Problems to work on —
**A)** Reproduce, word for word, the stretch of the blog post on family pets from "The monkeys, however, were" through "five more times?".
**B)** Locate each line in the entries that contains the string "child", treating case as significant, and copy those lines.

Source extract —
-- begin --

A Lovable Scamp and Other Lives Well Lived

2011 February 15
by faylamb

     In most sitcoms and books, you’ll have the mother and father who ponder over allowing their children to adopt a pet. This concept truly amazes me because our sons were always the one rolling their eyes at my husband and me—well mainly, me. I could never refuse a pair of sweet, innocent puppy dog eyes or the purr of an adorable cat. For that reason, we have never housed less than four animals at a time.
     I inherited this tendency from my grandmother who in her lifetime kept dogs, geese, orangutans, and a one or two monkeys. I’m so glad for the experience with the latter. Monkeys don’t like me, and the feeling is mutual. Thankfully, she had the orangutans when my father was young. According to him, the apes were smart enough to know that when my uncle finished his paper route, he’d have shiny little coins from the money he collected. The beasts would shake him down and eat the money.
     The monkeys, however, were around when I was a kid. I spent a lot of time with my grandparents, and maybe the little brats were jealous, but they would come out of nowhere wearing their little diapers, squealing and chasing me through the house. The clash of cultures: Southern Matriarch and Zookeeper still amazes me today. I think she’s a character waiting to be written.
     My husband and I have had birds, rabbits, cats, dogs, fish, hamsters, and one steadfast rule. If an animal comes through our door, it stays for life. Oh, how many times I havewished to chuck that law out the window—especially at times like this when one of our most precious creature is at the threshold of death. With six currently, do I really want to face this five more times?

-- end --

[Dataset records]
-- begin --

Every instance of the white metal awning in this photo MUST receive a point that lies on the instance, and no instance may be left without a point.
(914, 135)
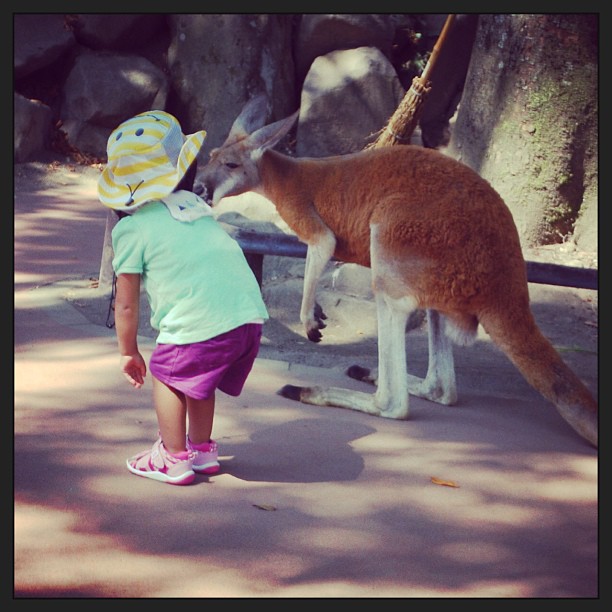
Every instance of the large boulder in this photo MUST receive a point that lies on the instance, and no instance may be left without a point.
(217, 62)
(321, 34)
(39, 40)
(348, 96)
(31, 128)
(104, 89)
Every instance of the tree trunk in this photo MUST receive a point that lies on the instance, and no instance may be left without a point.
(527, 122)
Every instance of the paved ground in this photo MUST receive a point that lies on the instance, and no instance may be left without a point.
(311, 502)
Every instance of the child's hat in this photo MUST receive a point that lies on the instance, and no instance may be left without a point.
(148, 155)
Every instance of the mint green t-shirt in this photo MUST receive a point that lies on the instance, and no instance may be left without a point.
(196, 277)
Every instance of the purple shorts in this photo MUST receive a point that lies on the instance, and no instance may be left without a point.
(223, 362)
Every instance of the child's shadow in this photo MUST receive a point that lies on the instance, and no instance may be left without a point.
(305, 450)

-- end --

Solution list —
**A)**
The monkeys, however, were around when I was a kid. I spent a lot of time with my grandparents, and maybe the little brats were jealous, but they would come out of nowhere wearing their little diapers, squealing and chasing me through the house. The clash of cultures: Southern Matriarch and Zookeeper still amazes me today. I think she’s a character waiting to be written.
     My husband and I have had birds, rabbits, cats, dogs, fish, hamsters, and one steadfast rule. If an animal comes through our door, it stays for life. Oh, how many times I havewished to chuck that law out the window—especially at times like this when one of our most precious creature is at the threshold of death. With six currently, do I really want to face this five more times?

**B)**
Every instance of the child's hat in this photo MUST receive a point that lies on the instance, and no instance may be left without a point.
Every instance of the child's shadow in this photo MUST receive a point that lies on the instance, and no instance may be left without a point.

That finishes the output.